* START RAW RECORDS *
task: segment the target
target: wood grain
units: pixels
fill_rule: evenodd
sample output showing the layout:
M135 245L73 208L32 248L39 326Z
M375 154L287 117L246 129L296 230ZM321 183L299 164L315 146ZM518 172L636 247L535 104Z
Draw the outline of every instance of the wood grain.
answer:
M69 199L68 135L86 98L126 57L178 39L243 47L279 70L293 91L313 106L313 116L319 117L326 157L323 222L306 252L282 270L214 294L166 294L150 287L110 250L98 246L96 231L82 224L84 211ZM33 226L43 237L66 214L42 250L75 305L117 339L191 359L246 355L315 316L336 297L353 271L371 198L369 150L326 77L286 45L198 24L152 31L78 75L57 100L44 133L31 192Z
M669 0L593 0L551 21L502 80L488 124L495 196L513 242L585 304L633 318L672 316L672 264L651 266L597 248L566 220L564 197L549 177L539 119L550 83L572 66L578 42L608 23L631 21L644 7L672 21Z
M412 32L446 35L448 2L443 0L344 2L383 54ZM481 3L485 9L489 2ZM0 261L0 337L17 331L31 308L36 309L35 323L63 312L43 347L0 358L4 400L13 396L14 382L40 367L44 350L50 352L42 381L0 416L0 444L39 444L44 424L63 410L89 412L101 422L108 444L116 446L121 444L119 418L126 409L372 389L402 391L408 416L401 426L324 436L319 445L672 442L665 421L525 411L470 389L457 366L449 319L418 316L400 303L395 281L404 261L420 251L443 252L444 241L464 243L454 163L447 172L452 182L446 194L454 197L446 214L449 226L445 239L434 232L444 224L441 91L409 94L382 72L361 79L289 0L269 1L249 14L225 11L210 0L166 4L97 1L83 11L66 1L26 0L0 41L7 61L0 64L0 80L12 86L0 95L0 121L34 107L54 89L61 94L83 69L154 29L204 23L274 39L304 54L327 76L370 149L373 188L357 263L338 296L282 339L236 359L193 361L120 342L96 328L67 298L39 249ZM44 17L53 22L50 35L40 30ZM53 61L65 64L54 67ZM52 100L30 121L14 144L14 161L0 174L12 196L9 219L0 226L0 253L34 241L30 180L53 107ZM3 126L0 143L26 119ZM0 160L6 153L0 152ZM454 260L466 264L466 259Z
* END RAW RECORDS *
- REQUIRED TASK
Output the data verbatim from its first line through the line containing "M69 199L68 135L86", both included.

- EXERCISE RESPONSE
task: segment the target
target: wood grain
units: pixels
fill_rule: evenodd
sample output showing the layout:
M135 245L73 208L32 248L39 326Z
M375 154L287 117L246 129L296 230ZM321 183L299 164L315 146ZM518 172L636 247L535 104Z
Draw the outline of every instance of the wood grain.
answer:
M69 199L68 135L86 98L126 57L178 39L243 47L279 70L293 91L313 106L313 116L319 117L326 157L323 222L306 252L282 270L214 294L166 294L150 287L110 250L98 246L96 231L82 224L84 211ZM33 226L43 237L66 214L42 250L75 305L117 339L191 359L246 355L315 316L336 297L353 271L371 198L369 150L326 77L286 45L198 24L152 31L78 75L57 100L44 133L31 192Z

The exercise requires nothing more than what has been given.